:: What to produce ::
Put every line of the records below into a Markdown table with two columns, "Row" for the row number and "Line" for the line itself. Leave out any blank lines.

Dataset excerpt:
· · · · · · ·
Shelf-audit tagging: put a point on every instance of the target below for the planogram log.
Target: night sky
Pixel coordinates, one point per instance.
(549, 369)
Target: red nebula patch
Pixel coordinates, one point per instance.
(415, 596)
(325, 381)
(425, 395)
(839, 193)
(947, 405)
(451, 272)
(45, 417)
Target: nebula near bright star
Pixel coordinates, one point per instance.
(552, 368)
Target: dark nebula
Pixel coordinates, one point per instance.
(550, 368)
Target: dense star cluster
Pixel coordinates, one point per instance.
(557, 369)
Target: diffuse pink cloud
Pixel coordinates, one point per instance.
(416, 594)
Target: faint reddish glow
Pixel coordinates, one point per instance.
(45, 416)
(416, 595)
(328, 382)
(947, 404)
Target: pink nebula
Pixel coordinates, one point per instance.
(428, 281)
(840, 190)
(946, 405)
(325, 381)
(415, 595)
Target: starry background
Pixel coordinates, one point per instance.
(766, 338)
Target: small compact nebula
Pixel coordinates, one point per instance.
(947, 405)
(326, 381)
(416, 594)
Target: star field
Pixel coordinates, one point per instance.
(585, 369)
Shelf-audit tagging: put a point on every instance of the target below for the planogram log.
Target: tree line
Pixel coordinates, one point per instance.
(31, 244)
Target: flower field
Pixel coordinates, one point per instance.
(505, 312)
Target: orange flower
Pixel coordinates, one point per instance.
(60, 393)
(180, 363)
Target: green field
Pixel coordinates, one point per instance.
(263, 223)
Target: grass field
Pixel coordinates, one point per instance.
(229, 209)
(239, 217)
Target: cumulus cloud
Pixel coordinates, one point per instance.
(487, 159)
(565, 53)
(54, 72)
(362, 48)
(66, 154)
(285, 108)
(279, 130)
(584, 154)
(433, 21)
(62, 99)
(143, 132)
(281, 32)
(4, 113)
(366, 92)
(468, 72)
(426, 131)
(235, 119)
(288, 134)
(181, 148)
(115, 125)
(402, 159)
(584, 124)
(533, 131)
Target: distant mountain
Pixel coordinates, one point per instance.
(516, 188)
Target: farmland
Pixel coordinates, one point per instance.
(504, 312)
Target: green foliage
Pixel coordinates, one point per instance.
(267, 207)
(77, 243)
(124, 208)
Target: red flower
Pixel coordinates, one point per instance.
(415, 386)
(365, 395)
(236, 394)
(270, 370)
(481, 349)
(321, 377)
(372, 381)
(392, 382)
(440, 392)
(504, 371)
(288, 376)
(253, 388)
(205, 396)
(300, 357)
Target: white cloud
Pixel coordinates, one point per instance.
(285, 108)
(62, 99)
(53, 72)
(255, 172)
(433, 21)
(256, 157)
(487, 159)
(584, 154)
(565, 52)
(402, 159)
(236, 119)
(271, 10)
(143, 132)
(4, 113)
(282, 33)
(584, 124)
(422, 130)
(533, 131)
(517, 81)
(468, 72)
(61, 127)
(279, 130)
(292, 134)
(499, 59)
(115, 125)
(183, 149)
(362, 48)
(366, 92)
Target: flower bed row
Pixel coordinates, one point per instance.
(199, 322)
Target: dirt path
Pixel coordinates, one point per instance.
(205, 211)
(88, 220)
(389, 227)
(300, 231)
· · · · · · ·
:: Solution to this problem ::
| Row | Line |
|---|---|
| 1 | Shelf-audit tagging: put a point on every instance of the target below for the planogram log. |
| 2 | Target: night sky |
| 3 | Pixel coordinates, one point per instance. |
| 4 | (549, 369) |
| 5 | Target: red nebula patch |
| 6 | Pixel coordinates, one point per instance. |
| 7 | (415, 596) |
| 8 | (325, 381) |
| 9 | (425, 395) |
| 10 | (839, 193) |
| 11 | (947, 405) |
| 12 | (451, 272) |
| 13 | (45, 417) |
| 14 | Target: nebula near bright star |
| 15 | Pixel coordinates, one point per instance. |
| 16 | (552, 368) |
| 17 | Target: dark nebula |
| 18 | Pixel coordinates, one point per instance. |
| 19 | (550, 368) |
| 20 | Target: dense star cluster |
| 21 | Pixel coordinates, one point per instance. |
| 22 | (557, 369) |
| 23 | Target: diffuse pink cloud |
| 24 | Pixel coordinates, one point per instance. |
| 25 | (416, 594) |
| 26 | Target: faint reddish glow |
| 27 | Pixel coordinates, one point per instance. |
| 28 | (45, 416) |
| 29 | (416, 595) |
| 30 | (328, 382) |
| 31 | (947, 404) |
| 32 | Target: pink nebula |
| 33 | Pixel coordinates, one point per instance. |
| 34 | (428, 281) |
| 35 | (840, 190) |
| 36 | (946, 405) |
| 37 | (325, 381) |
| 38 | (415, 595) |
| 39 | Target: starry background |
| 40 | Pixel coordinates, one point per instance. |
| 41 | (766, 338) |
| 42 | Target: small compact nebula |
| 43 | Pixel coordinates, one point per instance. |
| 44 | (947, 405) |
| 45 | (326, 381) |
| 46 | (416, 594) |
| 47 | Target: star field |
| 48 | Pixel coordinates, one point per instance. |
| 49 | (585, 369) |
| 50 | Shelf-audit tagging: put a point on every instance of the target below for the planogram log. |
| 51 | Target: tree line |
| 52 | Pixel coordinates, one point per instance. |
| 53 | (31, 244) |
| 54 | Target: flower field |
| 55 | Pixel coordinates, one point per instance. |
| 56 | (505, 312) |
| 57 | Target: orange flower |
| 58 | Pixel coordinates, one point per instance. |
| 59 | (60, 393) |
| 60 | (180, 363) |
| 61 | Target: green field |
| 62 | Pixel coordinates, one point per instance. |
| 63 | (263, 223) |
| 64 | Target: grass field |
| 65 | Pixel coordinates, one point per instance. |
| 66 | (229, 209) |
| 67 | (239, 217) |
| 68 | Target: cumulus cloud |
| 69 | Pixel coordinates, one point per instance. |
| 70 | (487, 159) |
| 71 | (565, 53) |
| 72 | (54, 72) |
| 73 | (362, 48) |
| 74 | (66, 154) |
| 75 | (285, 108) |
| 76 | (279, 130) |
| 77 | (584, 154) |
| 78 | (433, 21) |
| 79 | (62, 99) |
| 80 | (143, 132) |
| 81 | (281, 32) |
| 82 | (4, 113) |
| 83 | (366, 92) |
| 84 | (468, 72) |
| 85 | (426, 131) |
| 86 | (235, 119) |
| 87 | (288, 134) |
| 88 | (181, 148) |
| 89 | (115, 125) |
| 90 | (402, 159) |
| 91 | (584, 124) |
| 92 | (533, 131) |
| 93 | Target: distant mountain |
| 94 | Pixel coordinates, one point per instance. |
| 95 | (516, 188) |
| 96 | Target: farmland |
| 97 | Pixel coordinates, one point per instance. |
| 98 | (504, 312) |
| 99 | Target: green foliage |
| 100 | Pixel coordinates, one point per instance. |
| 101 | (267, 207) |
| 102 | (77, 243) |
| 103 | (124, 208) |
| 104 | Target: red flower |
| 105 | Pixel coordinates, one point per instance. |
| 106 | (415, 386) |
| 107 | (365, 395) |
| 108 | (236, 394) |
| 109 | (270, 370) |
| 110 | (481, 349) |
| 111 | (321, 377) |
| 112 | (372, 381) |
| 113 | (392, 382) |
| 114 | (440, 392) |
| 115 | (504, 371) |
| 116 | (288, 376) |
| 117 | (253, 388) |
| 118 | (205, 396) |
| 119 | (300, 357) |
| 120 | Target: white cloud |
| 121 | Pixel coordinates, one point per instance. |
| 122 | (285, 108) |
| 123 | (62, 99) |
| 124 | (53, 72) |
| 125 | (255, 172) |
| 126 | (433, 21) |
| 127 | (256, 157) |
| 128 | (487, 159) |
| 129 | (584, 154) |
| 130 | (565, 52) |
| 131 | (402, 159) |
| 132 | (236, 119) |
| 133 | (271, 10) |
| 134 | (143, 132) |
| 135 | (4, 113) |
| 136 | (282, 33) |
| 137 | (584, 124) |
| 138 | (422, 130) |
| 139 | (533, 131) |
| 140 | (517, 81) |
| 141 | (468, 72) |
| 142 | (61, 127) |
| 143 | (279, 130) |
| 144 | (292, 134) |
| 145 | (499, 59) |
| 146 | (115, 125) |
| 147 | (183, 149) |
| 148 | (362, 48) |
| 149 | (366, 92) |
| 150 | Target: flower bed row |
| 151 | Pixel coordinates, one point per instance. |
| 152 | (199, 322) |
| 153 | Target: dirt path |
| 154 | Pixel coordinates, one point per instance. |
| 155 | (205, 211) |
| 156 | (88, 220) |
| 157 | (389, 227) |
| 158 | (300, 231) |